>>

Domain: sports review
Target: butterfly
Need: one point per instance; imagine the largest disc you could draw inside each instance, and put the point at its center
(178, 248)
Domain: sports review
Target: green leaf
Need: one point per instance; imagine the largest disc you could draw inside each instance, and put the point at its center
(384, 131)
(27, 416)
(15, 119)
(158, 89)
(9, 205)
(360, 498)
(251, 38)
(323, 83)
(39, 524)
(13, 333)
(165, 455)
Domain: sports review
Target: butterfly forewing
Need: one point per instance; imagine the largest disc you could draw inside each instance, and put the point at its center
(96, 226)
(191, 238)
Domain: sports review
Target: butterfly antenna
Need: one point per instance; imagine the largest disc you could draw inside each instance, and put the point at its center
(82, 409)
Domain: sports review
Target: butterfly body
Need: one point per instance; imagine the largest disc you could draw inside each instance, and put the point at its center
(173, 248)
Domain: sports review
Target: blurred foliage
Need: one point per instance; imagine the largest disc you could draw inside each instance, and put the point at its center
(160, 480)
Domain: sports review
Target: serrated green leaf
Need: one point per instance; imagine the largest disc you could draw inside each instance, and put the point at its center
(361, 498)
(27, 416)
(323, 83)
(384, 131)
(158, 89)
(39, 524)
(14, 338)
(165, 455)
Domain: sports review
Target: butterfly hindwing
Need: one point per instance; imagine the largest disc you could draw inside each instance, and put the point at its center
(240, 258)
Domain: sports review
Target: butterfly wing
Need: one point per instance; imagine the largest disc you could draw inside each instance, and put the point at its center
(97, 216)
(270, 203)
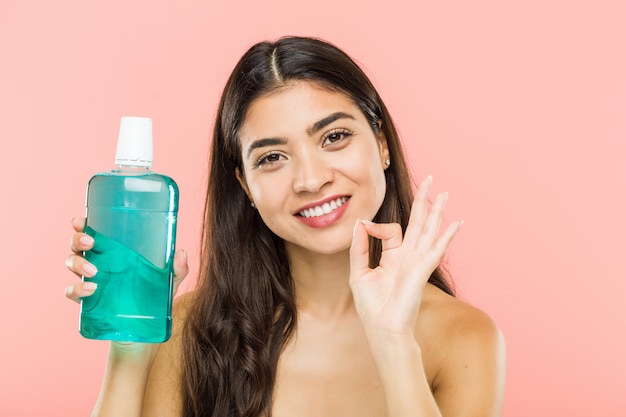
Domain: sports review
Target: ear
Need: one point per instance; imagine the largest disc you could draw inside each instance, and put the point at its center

<<

Revise all the items above by replacing "disc" with "circle", leaving everything else unchanged, and omit the pictures from your answer.

Domain: sports review
Target: butterfly
Need: one point per instance; imagine the largest circle you could draw inside each instance, and put the point at its center
(178, 248)
Domain: sports review
Target: green leaf
Need: one point per instance; imagine the largest circle you could draw inside each instance, and put the point at its center
(384, 131)
(27, 416)
(15, 119)
(158, 89)
(9, 205)
(360, 498)
(251, 38)
(323, 83)
(39, 524)
(13, 333)
(165, 455)
Domain: sports review
Target: butterfly forewing
Need: one point per instance; imagine the largest circle you could draw inside each instance, and put the point at its center
(96, 226)
(191, 238)
Domain: sports review
Target: butterfly antenna
Need: one point per instance; imagine the largest circle you could draw inside each instance, and put the point at its center
(82, 409)
Domain: sports review
Target: butterfly body
Need: one point per instance; imagine the largest circle you could draw inside each instance, and put the point at its center
(173, 248)
Domain: sports review
Target: blurred foliage
Need: one point per instance; imagine the largest circle you could draw inside each instance, and put the point at its center
(160, 480)
Domain: sports review
Target: serrated green leaf
Need: one point per instance; imagine the largest circle you could draw inside each instance, and put the point at its center
(361, 498)
(27, 416)
(323, 83)
(384, 131)
(158, 89)
(39, 524)
(14, 338)
(165, 455)
Domain: sports review
Target: butterfly hindwing
Need: one point per instance; imagine the largest circle you could draw inside each instance, and put the point at its center
(240, 258)
Domain: sports review
Target: butterfly wing
Need: one point per instance; imagine the largest circle you could draw inside each instance, and put the point at its center
(97, 216)
(270, 203)
Domain: sports review
Target: ear
Need: one point per instance; imagine the largest circle you could draw inside each instance, and put the point at its center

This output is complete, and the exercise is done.